» GOAL: Duplicate the lines of the listing below without any change, starting at the line that contains "outline pond, every instance" and ending after the line that contains "[[[11,135],[9,132],[0,129],[0,145],[10,145],[8,139]]]".

» PROVIDED MATERIAL:
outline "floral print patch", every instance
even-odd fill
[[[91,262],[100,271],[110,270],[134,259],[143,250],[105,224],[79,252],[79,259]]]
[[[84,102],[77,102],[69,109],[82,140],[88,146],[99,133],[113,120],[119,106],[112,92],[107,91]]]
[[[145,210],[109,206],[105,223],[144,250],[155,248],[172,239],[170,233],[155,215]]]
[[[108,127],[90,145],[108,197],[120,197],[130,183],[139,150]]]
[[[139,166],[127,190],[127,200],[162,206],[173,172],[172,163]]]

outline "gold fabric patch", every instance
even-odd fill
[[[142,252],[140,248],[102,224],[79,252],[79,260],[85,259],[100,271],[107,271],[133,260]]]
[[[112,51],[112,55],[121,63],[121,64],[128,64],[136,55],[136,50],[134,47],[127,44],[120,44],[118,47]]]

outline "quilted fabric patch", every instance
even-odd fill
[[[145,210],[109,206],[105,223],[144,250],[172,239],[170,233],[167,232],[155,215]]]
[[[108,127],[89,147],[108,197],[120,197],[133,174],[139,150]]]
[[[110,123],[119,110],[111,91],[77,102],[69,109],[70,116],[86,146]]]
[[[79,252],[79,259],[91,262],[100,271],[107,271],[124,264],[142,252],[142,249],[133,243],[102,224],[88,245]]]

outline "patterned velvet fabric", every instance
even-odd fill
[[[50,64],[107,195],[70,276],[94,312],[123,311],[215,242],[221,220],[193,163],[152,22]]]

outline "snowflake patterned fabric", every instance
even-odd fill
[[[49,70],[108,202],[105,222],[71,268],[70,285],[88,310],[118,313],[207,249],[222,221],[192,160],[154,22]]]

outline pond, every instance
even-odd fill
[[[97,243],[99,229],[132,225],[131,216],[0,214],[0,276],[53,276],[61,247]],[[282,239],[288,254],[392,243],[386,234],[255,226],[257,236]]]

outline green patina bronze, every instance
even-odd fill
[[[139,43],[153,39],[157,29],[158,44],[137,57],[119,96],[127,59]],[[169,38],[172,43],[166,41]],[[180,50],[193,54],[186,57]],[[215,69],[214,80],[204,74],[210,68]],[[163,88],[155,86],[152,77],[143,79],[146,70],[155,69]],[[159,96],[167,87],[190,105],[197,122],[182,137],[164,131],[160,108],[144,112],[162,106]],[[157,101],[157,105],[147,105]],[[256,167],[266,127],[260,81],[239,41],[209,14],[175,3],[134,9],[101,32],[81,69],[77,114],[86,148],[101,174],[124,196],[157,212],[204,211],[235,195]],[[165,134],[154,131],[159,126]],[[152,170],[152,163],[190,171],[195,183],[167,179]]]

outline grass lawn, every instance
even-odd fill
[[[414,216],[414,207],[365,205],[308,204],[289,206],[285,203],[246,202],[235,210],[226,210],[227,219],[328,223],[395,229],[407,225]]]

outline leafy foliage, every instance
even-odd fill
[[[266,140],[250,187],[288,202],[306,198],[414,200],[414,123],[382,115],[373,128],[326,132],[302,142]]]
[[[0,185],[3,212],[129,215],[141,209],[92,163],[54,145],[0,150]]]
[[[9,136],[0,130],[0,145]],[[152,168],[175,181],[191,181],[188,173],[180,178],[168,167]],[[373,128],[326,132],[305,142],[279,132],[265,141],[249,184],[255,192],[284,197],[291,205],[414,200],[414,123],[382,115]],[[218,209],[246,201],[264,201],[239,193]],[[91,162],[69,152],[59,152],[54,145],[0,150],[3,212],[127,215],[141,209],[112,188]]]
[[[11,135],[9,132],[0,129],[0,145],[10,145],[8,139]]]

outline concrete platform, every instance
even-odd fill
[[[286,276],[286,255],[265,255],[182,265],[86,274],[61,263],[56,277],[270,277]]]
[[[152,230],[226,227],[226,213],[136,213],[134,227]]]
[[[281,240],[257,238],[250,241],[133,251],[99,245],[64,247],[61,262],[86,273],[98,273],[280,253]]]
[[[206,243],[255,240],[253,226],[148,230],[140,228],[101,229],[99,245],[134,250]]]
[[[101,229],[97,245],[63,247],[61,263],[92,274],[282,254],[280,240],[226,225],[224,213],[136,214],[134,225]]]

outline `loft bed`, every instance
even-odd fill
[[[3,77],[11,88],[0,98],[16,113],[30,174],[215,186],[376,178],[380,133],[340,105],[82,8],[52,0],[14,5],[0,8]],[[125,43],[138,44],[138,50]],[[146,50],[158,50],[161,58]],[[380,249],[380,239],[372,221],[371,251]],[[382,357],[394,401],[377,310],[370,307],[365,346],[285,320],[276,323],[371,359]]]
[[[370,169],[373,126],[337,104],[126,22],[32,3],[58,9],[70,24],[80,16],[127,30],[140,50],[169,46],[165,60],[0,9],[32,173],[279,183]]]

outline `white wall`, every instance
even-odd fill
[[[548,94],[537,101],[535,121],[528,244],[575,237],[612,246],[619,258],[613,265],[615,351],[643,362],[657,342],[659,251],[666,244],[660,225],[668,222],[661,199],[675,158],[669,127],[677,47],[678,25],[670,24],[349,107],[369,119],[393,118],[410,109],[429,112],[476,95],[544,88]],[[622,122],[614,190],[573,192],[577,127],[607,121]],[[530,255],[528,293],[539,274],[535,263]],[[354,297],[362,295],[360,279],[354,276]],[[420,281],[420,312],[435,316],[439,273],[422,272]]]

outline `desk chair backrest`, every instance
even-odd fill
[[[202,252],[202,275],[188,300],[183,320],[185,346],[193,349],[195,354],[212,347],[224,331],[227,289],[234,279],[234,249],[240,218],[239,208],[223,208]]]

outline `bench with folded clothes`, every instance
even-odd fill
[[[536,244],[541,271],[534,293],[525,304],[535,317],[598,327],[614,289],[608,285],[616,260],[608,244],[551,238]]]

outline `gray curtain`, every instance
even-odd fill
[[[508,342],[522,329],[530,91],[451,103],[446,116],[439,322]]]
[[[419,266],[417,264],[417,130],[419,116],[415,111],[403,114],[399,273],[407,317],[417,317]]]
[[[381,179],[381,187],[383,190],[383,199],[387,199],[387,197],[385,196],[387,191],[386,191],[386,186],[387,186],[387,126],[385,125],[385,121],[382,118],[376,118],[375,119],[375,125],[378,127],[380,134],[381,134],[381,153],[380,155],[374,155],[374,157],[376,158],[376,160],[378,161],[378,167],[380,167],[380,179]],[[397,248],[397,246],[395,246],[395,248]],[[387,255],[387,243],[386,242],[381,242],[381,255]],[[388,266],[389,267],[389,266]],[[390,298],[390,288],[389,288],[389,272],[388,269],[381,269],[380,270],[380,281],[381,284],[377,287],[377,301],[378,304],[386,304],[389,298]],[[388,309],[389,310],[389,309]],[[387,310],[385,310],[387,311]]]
--
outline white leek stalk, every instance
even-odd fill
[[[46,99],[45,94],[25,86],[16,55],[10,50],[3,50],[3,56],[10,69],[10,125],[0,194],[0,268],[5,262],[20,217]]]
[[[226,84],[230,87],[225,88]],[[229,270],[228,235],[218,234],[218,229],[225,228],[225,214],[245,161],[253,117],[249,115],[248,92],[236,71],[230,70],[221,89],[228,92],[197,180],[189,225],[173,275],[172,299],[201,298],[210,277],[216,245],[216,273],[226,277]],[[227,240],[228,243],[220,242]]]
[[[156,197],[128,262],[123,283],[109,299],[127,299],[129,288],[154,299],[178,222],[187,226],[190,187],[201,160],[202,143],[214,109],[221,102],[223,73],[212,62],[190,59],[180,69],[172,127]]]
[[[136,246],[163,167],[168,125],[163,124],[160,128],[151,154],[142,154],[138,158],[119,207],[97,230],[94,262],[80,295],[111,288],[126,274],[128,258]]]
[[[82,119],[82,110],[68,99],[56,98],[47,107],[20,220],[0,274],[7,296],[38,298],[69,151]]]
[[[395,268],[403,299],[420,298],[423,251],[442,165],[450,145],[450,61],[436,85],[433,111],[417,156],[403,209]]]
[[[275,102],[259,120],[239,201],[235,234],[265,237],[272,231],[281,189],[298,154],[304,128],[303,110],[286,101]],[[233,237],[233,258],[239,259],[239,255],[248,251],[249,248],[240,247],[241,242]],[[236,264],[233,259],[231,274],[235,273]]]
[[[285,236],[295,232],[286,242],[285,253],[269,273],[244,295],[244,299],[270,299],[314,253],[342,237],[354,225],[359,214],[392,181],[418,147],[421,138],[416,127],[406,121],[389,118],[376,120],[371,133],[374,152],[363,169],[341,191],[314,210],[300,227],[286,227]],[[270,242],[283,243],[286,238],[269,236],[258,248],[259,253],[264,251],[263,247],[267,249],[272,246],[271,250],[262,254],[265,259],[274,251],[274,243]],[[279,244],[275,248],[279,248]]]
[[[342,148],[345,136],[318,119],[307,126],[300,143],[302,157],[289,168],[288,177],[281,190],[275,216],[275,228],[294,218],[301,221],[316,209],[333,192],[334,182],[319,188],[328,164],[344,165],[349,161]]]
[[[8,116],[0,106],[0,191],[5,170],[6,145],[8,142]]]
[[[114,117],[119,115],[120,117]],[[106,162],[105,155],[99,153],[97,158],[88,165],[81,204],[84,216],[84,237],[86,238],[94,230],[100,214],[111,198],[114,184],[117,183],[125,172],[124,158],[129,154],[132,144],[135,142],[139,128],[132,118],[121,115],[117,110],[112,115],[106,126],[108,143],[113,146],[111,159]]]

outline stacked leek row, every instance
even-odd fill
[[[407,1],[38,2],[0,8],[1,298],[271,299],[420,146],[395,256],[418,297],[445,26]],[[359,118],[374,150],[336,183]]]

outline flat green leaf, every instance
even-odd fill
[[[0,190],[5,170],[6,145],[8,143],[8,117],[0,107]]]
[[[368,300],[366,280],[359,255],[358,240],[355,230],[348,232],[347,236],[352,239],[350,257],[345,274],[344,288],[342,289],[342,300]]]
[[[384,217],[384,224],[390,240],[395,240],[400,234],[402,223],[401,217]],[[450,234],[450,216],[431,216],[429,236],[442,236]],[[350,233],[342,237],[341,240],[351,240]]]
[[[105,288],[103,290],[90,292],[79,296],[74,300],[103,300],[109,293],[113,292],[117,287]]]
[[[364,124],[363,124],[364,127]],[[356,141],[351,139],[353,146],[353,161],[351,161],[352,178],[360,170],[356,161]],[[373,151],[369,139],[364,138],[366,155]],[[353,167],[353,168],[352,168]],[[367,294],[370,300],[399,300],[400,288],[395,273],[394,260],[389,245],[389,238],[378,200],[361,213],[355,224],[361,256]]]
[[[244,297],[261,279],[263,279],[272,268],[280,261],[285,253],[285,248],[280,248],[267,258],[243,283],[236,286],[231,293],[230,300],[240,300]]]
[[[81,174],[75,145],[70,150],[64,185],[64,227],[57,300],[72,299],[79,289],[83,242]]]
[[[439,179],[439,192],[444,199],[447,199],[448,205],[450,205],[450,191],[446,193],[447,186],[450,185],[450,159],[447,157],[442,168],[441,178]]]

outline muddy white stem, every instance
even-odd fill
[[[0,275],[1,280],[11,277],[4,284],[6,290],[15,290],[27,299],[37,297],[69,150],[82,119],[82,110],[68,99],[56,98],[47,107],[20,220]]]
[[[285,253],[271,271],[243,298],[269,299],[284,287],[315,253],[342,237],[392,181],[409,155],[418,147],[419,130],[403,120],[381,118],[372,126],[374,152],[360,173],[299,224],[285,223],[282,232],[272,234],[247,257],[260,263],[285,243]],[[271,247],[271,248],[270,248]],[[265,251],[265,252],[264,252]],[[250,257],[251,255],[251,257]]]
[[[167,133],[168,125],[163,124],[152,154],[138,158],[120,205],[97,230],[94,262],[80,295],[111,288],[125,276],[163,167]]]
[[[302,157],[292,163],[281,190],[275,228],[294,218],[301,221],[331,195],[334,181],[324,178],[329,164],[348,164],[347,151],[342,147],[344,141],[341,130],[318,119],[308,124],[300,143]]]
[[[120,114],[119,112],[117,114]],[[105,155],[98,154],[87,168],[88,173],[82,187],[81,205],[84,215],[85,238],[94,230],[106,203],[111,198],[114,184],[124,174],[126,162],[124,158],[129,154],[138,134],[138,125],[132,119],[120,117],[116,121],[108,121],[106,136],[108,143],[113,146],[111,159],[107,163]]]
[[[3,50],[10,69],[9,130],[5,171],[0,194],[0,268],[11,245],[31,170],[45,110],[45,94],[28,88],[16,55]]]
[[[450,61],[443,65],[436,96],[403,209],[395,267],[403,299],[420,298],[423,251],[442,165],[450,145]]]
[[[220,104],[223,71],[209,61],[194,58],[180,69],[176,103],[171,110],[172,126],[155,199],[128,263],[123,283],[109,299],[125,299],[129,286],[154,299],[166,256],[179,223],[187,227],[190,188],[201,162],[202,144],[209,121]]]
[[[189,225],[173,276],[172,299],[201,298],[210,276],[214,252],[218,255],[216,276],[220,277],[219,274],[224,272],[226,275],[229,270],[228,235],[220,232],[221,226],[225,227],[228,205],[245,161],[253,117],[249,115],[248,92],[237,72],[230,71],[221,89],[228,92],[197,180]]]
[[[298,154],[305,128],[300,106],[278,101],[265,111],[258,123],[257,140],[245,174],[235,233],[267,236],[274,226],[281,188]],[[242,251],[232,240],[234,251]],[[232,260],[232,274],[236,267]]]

» RESULT BELOW:
outline pond, every instance
even-odd fill
[[[97,243],[99,229],[132,225],[131,216],[0,214],[0,276],[53,276],[61,247]],[[282,239],[288,254],[392,243],[386,234],[255,226],[257,236]]]

outline green patina bronze, every instance
even-odd fill
[[[139,43],[153,39],[157,29],[158,44],[137,57],[119,96],[127,59]],[[169,38],[172,43],[166,41]],[[180,50],[193,54],[186,57]],[[215,69],[214,80],[204,74],[210,68]],[[163,88],[155,86],[152,77],[143,79],[146,70],[155,69]],[[159,96],[167,87],[190,105],[197,122],[182,137],[164,131],[160,108],[144,112],[162,106]],[[157,101],[157,105],[147,105]],[[256,167],[266,127],[260,81],[239,41],[209,14],[175,3],[134,9],[101,32],[81,69],[77,114],[86,148],[101,174],[124,196],[157,212],[204,211],[235,195]],[[165,134],[154,131],[159,126]],[[152,170],[152,163],[190,171],[195,183],[167,179]]]

outline grass lawn, every instance
even-odd fill
[[[414,216],[414,207],[365,205],[308,204],[289,206],[285,203],[246,202],[235,210],[226,210],[227,219],[328,223],[395,229],[407,225]]]

outline leafy foliage, every instance
even-odd fill
[[[266,140],[250,187],[288,202],[306,198],[414,200],[414,123],[382,115],[373,128],[326,132],[302,142]]]
[[[0,185],[3,212],[129,215],[141,209],[92,163],[54,145],[0,150]]]
[[[9,136],[0,130],[0,145]],[[152,168],[175,181],[191,181],[188,173],[180,178],[168,167]],[[373,128],[326,132],[305,142],[279,132],[265,141],[249,184],[255,192],[284,197],[291,205],[414,200],[414,123],[382,115]],[[218,209],[246,201],[264,201],[239,193]],[[91,162],[69,152],[59,152],[54,145],[0,150],[3,212],[127,215],[141,209],[112,188]]]
[[[11,135],[9,132],[0,129],[0,145],[10,145],[8,139]]]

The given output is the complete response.